▶ **EXTRAIT DE PAGE**:
◇ ◇ ◇

6 Octobre 2021, 09:55am

Publié par Ardalia

Tu ne peux pas tout raconter, me dis-je. Et c’est vrai, et ça sortira comme ça peut. Je ne veux pas « faire du beau » avec ce que je pense ou ce qui se passe, là immédiatement.

J’ai rêvé que je vivais dans une sorte de colloc, dans la maison où j’ai grandi, avec des potes. C’était mon jour de gouvernance et je me sentais submergée, il y avait trop à faire et les gens semblaient indifférents à l’accumulation du désordre et de la saleté. A un moment, je vois des gens dans le jardin, près du bassin. Je suis choquée et plus je m’approche, plus il y en a, près d’eux, je vois que ce sont des gitans, je demande à deux jeunes femmes si elles parlent français et ça les fait rire. Je leur dis gravement « ici, c’est une propriété privée et je vous demande de partir ». Aussitôt, le rire s’efface de leur magnifiques visages d’Indiennes, et elles se lèvent, interpellent leurs amis et ils commencent à s’éloigner, d’un pas tranquille. Mais d’autres sont venus à qui je fais la même demande. Tout ce temps, je me sens si médiocre, si minable, accrochée à la propriété. Je les suis un peu, soumise et morveuse et, au lieu du chemin qui mène à la maison, se trouve la galerie immense et sublime d’une sorte de cathédrale indienne. Je m’incline légèrement pour saluer les personnes, je me sens coupable et je vais m’en retourner vers la maison, pleine de ma misère morale quand je sens un contact bref, sur une épaule, c’est la jeune femme qui m’a parlé au début et qui me fais un grand sourire : tout va bien pour elle et elle est belle comme le sont les actrices dans les films de Bollywood.

◇ ◇ ◇

▶ **DONNÉES DE L'EXERCICE**:
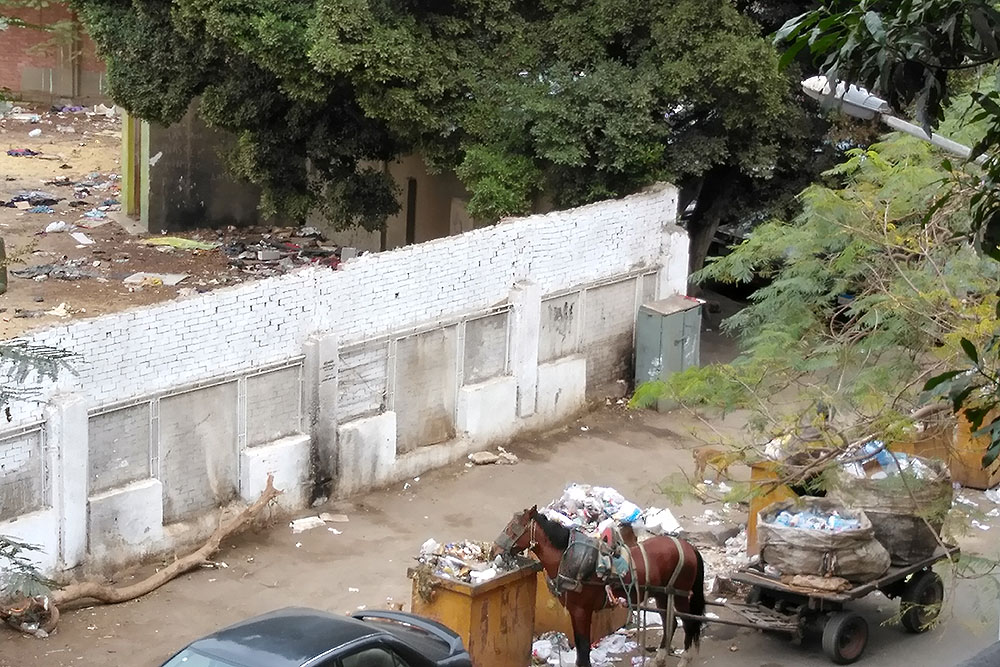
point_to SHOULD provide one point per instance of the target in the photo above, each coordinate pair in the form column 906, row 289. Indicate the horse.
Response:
column 659, row 564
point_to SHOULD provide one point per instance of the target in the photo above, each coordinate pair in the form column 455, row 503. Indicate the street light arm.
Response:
column 952, row 147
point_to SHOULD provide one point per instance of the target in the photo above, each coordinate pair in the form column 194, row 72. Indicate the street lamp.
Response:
column 859, row 103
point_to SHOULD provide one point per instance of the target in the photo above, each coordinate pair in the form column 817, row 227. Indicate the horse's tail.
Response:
column 692, row 628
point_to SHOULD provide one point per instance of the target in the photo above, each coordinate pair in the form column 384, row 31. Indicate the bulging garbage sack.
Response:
column 818, row 536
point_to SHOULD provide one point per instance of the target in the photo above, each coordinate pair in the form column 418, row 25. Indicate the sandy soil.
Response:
column 272, row 567
column 90, row 155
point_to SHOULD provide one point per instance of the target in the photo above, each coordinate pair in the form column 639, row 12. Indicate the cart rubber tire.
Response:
column 920, row 604
column 845, row 637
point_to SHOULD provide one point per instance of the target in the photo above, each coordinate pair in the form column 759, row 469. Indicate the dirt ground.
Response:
column 81, row 169
column 271, row 567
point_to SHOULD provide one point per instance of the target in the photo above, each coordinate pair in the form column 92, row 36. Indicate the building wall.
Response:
column 71, row 71
column 335, row 381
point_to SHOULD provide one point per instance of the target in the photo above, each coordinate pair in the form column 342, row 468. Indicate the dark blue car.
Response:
column 297, row 637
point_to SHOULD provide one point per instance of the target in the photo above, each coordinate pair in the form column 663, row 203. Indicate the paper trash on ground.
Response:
column 143, row 278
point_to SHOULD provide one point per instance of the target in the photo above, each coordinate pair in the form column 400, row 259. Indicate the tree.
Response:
column 915, row 52
column 869, row 297
column 579, row 100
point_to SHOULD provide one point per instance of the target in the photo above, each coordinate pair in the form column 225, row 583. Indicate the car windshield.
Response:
column 189, row 658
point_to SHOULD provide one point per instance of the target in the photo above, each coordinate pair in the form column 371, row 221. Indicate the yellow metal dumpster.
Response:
column 495, row 619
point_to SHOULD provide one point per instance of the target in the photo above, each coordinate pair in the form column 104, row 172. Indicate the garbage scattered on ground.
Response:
column 552, row 648
column 487, row 458
column 68, row 270
column 831, row 522
column 466, row 561
column 56, row 227
column 311, row 522
column 155, row 279
column 59, row 311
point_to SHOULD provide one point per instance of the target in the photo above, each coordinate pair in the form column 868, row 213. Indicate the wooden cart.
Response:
column 777, row 607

◇ ◇ ◇

▶ **À COMPLÉTER**:
1. Relevez, dans l'extrait, tous les adjectifs qui suivent « je me sentais » ou « je me sens » (avec ou sans « si ») pour dire ce que ressent la personne qui raconte.
2. Recopiez sans rien changer des lignes du listing : commencez à celle qui contient « cart rubber tire. » et arrêtez-vous après celle qui contient « column 845, row 637 ».

▶ **RÉPONSES RÉDIGÉES**:
1. submergée, médiocre, minable, coupable

2.
point_to SHOULD provide one point per instance of the target in the photo above, each coordinate pair in the form column 639, row 12. Indicate the cart rubber tire.
Response:
column 920, row 604
column 845, row 637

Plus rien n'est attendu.